=== Exercise details ===
Using the entries below, output exactly the line containing "Check that each instance of the dog carries" and all lines that follow it to the end.

=== Position annotation records ===
**********

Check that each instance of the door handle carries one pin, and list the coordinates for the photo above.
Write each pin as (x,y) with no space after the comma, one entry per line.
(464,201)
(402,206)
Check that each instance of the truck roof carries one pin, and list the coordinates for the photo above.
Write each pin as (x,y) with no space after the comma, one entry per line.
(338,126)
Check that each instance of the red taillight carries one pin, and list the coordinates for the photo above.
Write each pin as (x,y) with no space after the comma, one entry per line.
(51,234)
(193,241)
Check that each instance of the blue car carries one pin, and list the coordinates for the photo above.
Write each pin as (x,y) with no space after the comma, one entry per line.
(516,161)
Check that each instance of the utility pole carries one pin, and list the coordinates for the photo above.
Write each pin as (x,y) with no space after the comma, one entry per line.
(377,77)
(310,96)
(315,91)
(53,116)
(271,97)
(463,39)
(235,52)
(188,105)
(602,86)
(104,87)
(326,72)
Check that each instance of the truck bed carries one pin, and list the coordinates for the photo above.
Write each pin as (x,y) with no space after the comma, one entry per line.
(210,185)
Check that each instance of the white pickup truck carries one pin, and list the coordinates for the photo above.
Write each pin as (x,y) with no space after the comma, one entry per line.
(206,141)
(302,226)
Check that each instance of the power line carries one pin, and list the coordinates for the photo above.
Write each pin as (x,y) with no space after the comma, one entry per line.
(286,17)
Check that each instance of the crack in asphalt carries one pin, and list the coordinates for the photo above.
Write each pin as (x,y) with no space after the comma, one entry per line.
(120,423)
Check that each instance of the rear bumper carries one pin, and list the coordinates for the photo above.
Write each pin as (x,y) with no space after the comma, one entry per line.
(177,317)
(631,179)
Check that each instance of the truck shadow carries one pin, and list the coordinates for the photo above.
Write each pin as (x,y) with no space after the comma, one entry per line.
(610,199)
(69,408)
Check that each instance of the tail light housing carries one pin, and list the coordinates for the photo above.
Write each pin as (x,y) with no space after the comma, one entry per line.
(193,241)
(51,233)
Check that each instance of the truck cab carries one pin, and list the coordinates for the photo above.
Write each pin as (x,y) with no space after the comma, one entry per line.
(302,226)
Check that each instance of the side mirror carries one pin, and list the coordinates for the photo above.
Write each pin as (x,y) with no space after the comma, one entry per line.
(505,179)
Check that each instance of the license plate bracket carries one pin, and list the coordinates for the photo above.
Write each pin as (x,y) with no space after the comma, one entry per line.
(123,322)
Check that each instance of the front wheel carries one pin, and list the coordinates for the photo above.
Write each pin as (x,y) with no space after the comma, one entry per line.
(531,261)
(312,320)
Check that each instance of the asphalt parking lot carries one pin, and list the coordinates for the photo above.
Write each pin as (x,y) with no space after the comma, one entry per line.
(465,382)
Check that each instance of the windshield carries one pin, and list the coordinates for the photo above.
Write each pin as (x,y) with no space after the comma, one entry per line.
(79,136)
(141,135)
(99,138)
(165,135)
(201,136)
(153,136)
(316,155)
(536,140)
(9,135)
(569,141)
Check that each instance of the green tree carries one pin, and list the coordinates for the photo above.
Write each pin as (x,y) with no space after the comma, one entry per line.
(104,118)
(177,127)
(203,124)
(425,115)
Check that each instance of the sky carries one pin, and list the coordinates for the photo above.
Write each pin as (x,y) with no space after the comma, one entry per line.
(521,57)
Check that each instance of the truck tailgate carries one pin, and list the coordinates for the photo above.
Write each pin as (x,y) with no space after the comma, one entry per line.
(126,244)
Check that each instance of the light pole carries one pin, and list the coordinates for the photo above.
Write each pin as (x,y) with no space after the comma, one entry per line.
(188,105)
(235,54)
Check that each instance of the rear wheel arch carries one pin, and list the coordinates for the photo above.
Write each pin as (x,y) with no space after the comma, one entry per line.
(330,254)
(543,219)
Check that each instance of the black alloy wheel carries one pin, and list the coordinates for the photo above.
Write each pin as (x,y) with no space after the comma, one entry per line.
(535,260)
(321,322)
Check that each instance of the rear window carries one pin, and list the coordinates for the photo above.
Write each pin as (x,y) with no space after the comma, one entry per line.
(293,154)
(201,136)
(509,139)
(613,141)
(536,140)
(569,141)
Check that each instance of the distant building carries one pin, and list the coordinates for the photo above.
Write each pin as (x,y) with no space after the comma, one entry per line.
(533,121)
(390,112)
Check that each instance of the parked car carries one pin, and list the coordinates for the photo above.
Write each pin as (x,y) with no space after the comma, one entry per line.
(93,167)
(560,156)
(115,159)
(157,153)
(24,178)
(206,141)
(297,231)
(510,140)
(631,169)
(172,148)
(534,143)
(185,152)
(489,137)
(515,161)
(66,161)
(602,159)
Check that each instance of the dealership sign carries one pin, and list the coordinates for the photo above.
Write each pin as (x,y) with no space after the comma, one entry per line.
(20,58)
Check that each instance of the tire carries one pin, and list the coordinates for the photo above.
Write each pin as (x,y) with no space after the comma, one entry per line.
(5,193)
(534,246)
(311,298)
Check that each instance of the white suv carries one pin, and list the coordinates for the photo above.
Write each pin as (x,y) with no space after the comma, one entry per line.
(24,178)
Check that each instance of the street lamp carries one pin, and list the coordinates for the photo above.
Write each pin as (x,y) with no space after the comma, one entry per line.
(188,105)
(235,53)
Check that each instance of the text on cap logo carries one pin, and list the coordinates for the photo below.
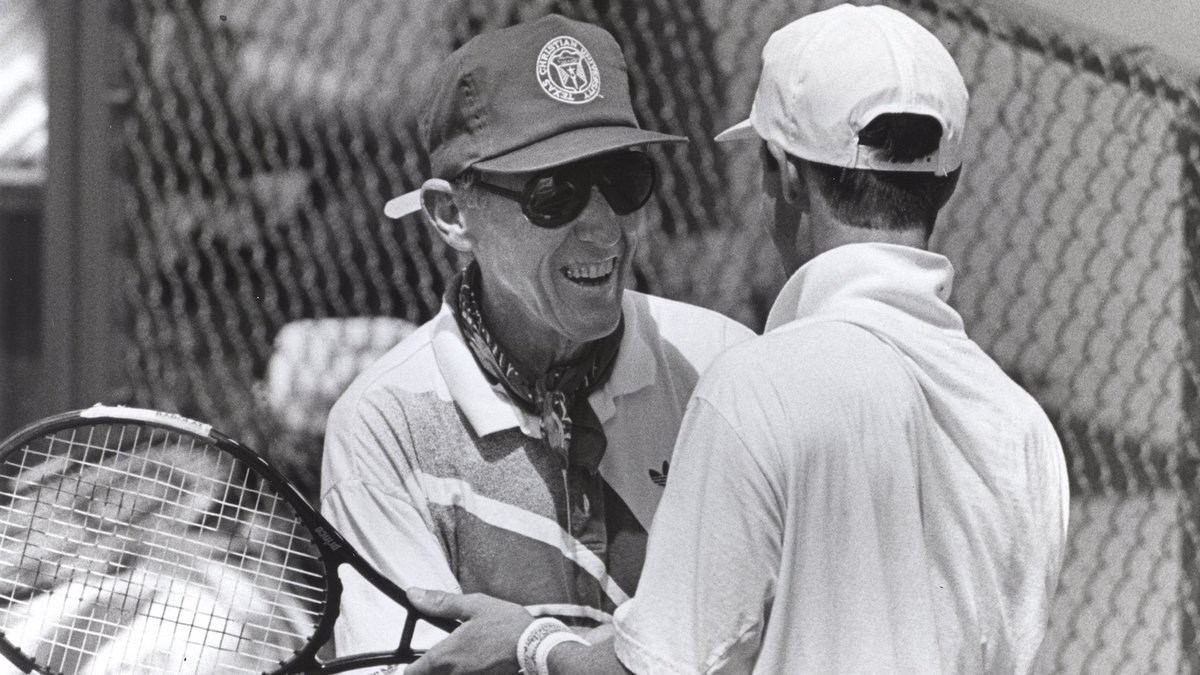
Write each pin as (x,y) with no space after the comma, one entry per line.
(568,72)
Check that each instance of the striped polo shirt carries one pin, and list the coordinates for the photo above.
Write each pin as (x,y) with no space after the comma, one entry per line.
(443,483)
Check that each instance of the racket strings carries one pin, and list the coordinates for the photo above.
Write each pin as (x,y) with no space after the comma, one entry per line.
(124,548)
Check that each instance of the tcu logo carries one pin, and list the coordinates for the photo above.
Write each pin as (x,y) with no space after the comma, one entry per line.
(568,72)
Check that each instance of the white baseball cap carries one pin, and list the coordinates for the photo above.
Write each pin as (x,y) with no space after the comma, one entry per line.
(828,75)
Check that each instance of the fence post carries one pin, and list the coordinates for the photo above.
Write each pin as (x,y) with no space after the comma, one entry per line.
(81,299)
(1189,455)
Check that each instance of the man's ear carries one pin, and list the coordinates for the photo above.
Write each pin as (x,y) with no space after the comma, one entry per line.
(780,177)
(441,209)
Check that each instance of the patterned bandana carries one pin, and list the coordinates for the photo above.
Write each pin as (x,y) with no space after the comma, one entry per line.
(559,398)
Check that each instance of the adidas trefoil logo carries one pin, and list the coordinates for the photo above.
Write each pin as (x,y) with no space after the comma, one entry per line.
(660,479)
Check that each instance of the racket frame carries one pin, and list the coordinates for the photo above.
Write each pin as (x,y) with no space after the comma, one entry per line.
(334,549)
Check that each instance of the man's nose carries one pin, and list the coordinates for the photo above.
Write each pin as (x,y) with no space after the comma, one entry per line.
(599,223)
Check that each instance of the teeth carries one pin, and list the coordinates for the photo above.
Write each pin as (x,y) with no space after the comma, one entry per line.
(591,270)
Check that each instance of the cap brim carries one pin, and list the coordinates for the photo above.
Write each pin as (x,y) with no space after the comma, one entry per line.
(573,145)
(405,204)
(741,131)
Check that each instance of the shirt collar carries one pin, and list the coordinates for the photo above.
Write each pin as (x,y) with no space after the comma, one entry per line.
(490,410)
(858,278)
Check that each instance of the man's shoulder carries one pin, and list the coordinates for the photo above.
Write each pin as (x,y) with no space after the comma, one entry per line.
(822,359)
(408,366)
(682,323)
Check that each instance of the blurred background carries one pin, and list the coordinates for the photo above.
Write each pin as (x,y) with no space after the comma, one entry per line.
(191,219)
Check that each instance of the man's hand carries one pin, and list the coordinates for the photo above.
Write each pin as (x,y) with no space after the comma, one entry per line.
(486,643)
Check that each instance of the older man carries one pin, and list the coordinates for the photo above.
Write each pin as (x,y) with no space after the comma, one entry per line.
(517,443)
(861,489)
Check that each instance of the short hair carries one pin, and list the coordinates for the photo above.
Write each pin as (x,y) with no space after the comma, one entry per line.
(888,199)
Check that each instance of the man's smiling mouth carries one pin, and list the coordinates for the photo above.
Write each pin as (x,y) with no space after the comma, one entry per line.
(589,274)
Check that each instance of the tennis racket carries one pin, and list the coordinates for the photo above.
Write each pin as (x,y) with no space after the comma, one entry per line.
(135,541)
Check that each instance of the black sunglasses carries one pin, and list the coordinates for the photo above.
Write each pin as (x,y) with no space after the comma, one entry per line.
(557,196)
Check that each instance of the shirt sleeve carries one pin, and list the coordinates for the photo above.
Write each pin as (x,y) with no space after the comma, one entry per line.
(371,494)
(713,556)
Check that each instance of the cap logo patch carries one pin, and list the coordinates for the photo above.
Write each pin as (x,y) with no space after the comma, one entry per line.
(568,72)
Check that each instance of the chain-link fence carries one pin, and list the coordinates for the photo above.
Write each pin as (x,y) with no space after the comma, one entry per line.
(262,138)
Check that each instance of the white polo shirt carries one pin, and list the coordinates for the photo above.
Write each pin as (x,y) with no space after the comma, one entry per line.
(442,482)
(858,490)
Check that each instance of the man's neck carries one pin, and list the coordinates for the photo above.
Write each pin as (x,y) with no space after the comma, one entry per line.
(533,346)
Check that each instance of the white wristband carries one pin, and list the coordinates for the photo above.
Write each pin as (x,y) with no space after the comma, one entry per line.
(532,637)
(541,656)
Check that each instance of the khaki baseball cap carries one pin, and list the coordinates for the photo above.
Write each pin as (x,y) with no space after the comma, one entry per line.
(528,97)
(828,75)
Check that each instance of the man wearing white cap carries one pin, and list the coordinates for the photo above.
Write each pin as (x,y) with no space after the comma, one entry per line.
(861,489)
(517,443)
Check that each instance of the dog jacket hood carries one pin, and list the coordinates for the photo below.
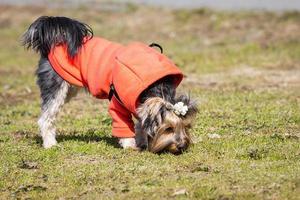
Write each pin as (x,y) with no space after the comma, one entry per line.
(131,69)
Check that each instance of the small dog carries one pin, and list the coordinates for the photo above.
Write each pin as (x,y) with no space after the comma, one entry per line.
(137,79)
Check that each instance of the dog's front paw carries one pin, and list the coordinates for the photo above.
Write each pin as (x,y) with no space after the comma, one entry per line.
(49,142)
(128,143)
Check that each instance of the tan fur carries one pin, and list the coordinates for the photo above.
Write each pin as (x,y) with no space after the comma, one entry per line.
(160,129)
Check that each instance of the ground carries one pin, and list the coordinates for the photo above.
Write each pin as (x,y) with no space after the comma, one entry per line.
(242,67)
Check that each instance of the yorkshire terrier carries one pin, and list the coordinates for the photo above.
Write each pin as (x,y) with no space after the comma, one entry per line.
(138,80)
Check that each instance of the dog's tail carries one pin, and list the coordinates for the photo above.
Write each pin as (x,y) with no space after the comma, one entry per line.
(46,32)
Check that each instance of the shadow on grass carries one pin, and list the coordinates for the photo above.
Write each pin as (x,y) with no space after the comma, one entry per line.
(82,137)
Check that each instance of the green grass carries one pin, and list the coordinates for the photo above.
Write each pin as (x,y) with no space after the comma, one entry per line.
(243,68)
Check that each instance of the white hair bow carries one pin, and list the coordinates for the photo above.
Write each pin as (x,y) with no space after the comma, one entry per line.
(180,109)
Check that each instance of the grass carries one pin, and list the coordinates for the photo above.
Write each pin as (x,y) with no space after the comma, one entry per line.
(244,69)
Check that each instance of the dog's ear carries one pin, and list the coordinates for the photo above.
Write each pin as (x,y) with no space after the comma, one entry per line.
(150,115)
(191,104)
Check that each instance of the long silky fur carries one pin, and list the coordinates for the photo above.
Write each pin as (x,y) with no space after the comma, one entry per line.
(45,32)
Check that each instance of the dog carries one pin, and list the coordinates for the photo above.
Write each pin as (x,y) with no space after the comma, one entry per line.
(137,79)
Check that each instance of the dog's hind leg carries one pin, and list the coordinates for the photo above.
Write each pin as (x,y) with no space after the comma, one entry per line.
(54,91)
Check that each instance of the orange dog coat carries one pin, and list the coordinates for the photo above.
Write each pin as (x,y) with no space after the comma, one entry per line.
(131,69)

**********

=== Solved exercise ===
Check that each instance of the dog carries one pin, and list the coordinates for the photo above.
Write each pin as (x,y) with no space after the comma, one entry per line.
(137,79)
Check that each instance of the dog's hind leg carries one pin, and list the coordinates for the photo above.
Write each pin as (x,y) with no space after the comma, one entry per line.
(54,91)
Check that each instance of the orange dog coat carries one pin, and list the coordinates for the photo above.
Write each pin as (x,y) with no space after the comma, one entry per line.
(131,69)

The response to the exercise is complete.